(Records from a collection)
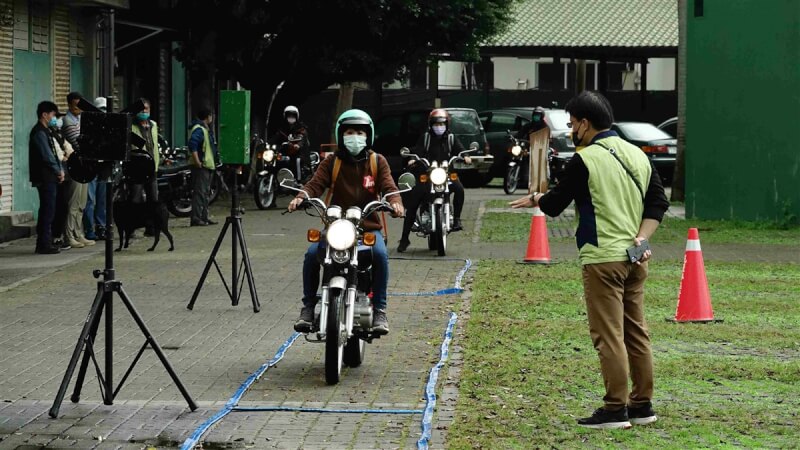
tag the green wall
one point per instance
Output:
(32, 84)
(180, 120)
(743, 109)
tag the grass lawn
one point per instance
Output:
(530, 370)
(511, 227)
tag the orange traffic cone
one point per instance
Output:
(694, 299)
(538, 247)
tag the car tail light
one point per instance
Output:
(655, 149)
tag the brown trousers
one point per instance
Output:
(614, 295)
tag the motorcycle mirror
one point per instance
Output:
(286, 178)
(406, 181)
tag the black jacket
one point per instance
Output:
(438, 148)
(43, 164)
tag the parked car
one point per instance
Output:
(497, 122)
(402, 129)
(670, 126)
(659, 146)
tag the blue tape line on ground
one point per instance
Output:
(430, 388)
(457, 289)
(324, 410)
(192, 440)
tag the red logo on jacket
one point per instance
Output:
(369, 183)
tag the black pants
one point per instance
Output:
(61, 209)
(47, 211)
(414, 197)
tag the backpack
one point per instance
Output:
(373, 169)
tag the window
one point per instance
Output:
(501, 123)
(388, 126)
(21, 25)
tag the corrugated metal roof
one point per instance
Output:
(591, 23)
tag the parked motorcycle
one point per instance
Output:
(175, 179)
(435, 213)
(517, 165)
(344, 320)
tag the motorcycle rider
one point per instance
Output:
(439, 144)
(301, 150)
(355, 185)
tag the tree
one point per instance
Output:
(312, 44)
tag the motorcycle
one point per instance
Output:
(344, 320)
(174, 178)
(435, 213)
(518, 150)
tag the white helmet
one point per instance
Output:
(293, 110)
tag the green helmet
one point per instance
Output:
(358, 119)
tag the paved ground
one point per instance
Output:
(214, 348)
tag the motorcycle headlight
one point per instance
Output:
(341, 256)
(334, 212)
(353, 213)
(438, 176)
(341, 235)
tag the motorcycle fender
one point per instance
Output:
(338, 283)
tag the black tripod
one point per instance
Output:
(104, 300)
(234, 221)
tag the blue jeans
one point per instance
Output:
(95, 212)
(380, 273)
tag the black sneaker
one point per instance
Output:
(380, 324)
(403, 245)
(642, 415)
(306, 320)
(604, 419)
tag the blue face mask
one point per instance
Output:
(354, 143)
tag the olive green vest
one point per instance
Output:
(208, 152)
(618, 203)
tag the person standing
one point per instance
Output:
(620, 202)
(76, 192)
(203, 158)
(45, 173)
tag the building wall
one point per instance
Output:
(742, 106)
(6, 104)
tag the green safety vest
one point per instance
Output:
(154, 131)
(615, 196)
(208, 153)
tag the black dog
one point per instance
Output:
(130, 215)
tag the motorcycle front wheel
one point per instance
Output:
(336, 337)
(440, 236)
(264, 192)
(512, 180)
(180, 207)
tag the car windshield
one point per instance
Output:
(642, 131)
(558, 119)
(464, 122)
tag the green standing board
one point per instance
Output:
(234, 127)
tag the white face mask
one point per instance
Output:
(355, 143)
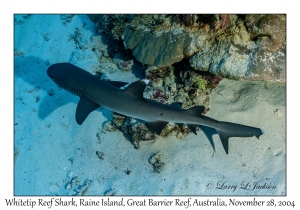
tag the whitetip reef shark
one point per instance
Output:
(130, 102)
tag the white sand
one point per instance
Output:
(51, 149)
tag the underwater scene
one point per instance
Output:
(149, 104)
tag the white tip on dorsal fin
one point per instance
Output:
(136, 89)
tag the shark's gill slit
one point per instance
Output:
(76, 92)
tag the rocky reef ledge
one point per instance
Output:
(251, 47)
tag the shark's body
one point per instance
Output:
(94, 93)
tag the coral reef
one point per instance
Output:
(155, 161)
(268, 60)
(160, 49)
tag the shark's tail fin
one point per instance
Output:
(227, 130)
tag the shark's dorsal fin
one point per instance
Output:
(117, 83)
(157, 126)
(196, 110)
(84, 108)
(136, 89)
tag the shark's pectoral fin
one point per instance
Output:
(192, 128)
(224, 139)
(84, 108)
(136, 89)
(157, 126)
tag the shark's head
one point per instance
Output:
(60, 74)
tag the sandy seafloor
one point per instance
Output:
(51, 148)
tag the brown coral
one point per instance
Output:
(271, 30)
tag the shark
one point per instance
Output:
(130, 102)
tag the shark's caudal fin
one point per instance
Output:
(228, 130)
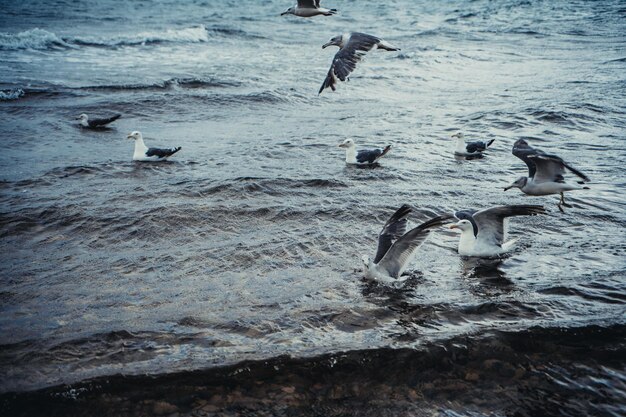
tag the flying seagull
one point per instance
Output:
(308, 8)
(483, 232)
(143, 153)
(545, 173)
(363, 156)
(469, 148)
(352, 47)
(396, 248)
(96, 123)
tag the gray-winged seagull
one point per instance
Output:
(308, 8)
(483, 233)
(96, 123)
(352, 47)
(145, 154)
(545, 173)
(363, 156)
(396, 248)
(470, 148)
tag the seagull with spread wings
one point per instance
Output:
(352, 48)
(396, 248)
(144, 154)
(545, 173)
(483, 233)
(308, 8)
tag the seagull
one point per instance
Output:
(308, 8)
(143, 153)
(545, 173)
(470, 148)
(483, 232)
(352, 47)
(96, 123)
(364, 156)
(396, 248)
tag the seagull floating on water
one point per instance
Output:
(363, 156)
(308, 8)
(96, 123)
(143, 153)
(396, 248)
(352, 47)
(483, 232)
(470, 148)
(545, 173)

What the task asks —
Only a number is wanted here: the tally of lines in the entries that include the word "green".

Task response —
5